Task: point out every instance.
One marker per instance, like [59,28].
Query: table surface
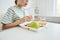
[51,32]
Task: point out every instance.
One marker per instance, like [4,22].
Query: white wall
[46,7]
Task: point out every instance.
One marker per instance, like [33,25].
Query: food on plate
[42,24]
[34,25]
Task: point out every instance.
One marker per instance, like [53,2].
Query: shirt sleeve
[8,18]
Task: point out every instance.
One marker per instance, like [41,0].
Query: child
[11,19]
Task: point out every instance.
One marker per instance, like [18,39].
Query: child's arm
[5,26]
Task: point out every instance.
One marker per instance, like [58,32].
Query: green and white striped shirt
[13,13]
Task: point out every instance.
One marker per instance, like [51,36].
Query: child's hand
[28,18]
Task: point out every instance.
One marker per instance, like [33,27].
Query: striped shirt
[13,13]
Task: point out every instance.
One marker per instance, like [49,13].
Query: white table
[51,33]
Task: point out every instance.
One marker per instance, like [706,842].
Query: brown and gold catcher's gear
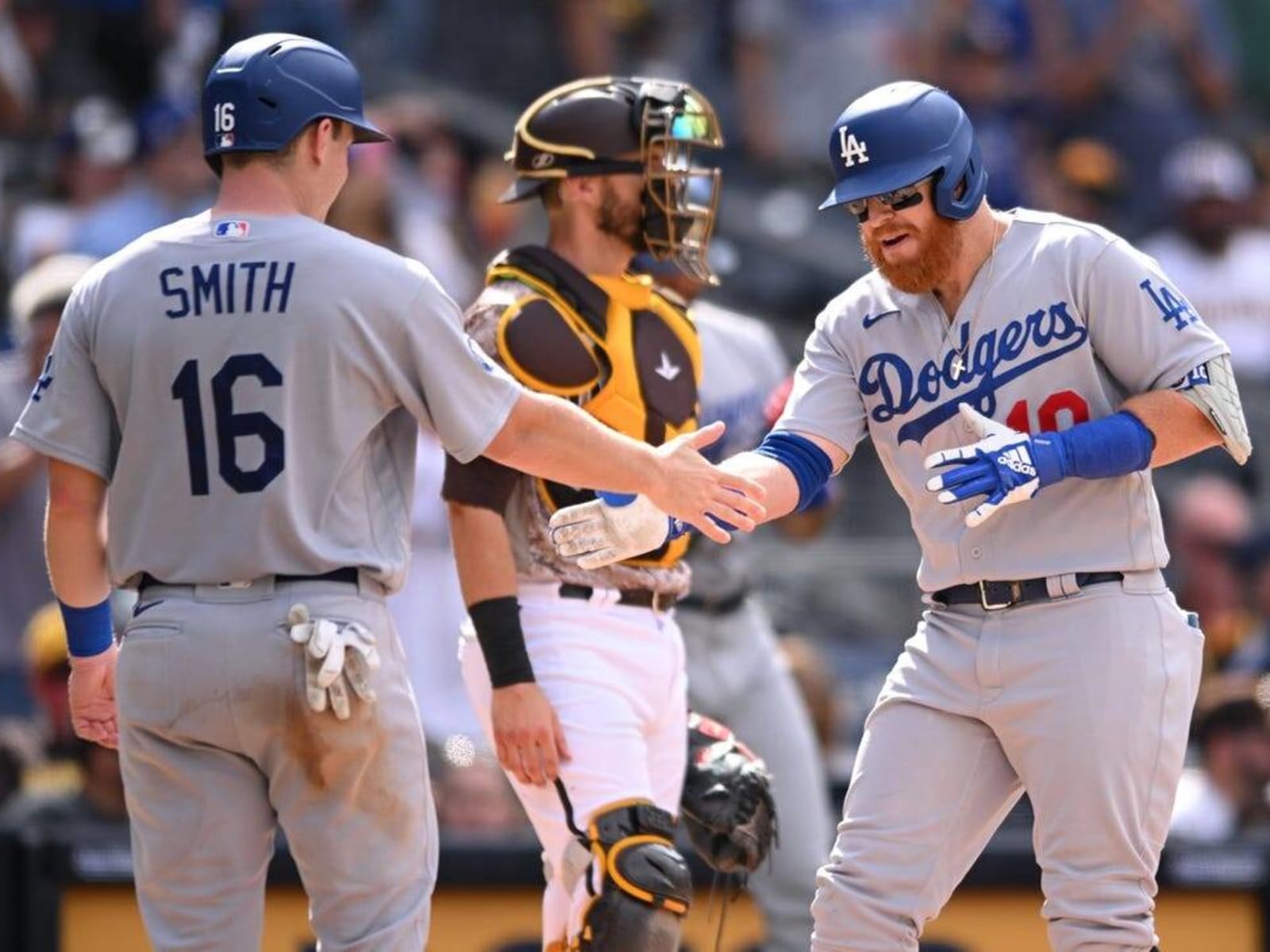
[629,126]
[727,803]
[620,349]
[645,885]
------
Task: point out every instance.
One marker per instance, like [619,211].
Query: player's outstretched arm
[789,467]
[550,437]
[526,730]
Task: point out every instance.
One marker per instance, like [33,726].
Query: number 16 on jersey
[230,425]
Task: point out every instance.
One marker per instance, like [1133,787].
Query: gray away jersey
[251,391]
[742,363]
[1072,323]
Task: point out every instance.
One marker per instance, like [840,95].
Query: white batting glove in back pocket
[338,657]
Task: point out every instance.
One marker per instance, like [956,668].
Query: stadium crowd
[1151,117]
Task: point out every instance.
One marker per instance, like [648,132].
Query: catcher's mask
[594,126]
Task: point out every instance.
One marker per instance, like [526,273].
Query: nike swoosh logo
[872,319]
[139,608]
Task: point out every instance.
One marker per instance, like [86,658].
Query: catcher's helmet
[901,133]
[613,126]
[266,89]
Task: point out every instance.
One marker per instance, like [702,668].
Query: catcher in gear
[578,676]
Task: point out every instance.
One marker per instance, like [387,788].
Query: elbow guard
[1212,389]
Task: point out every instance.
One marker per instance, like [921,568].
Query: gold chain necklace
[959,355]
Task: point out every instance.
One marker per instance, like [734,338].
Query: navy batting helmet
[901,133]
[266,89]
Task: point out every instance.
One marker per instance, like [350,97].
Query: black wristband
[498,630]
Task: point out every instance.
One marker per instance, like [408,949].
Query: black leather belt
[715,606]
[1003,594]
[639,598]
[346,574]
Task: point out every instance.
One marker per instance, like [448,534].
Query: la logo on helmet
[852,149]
------
▸ TASK PROMPT: Count the lines in the records that contain the string "gold", matching its case exactly. Reply with only the number.

▸ RESPONSE TO THE EXERCISE: 2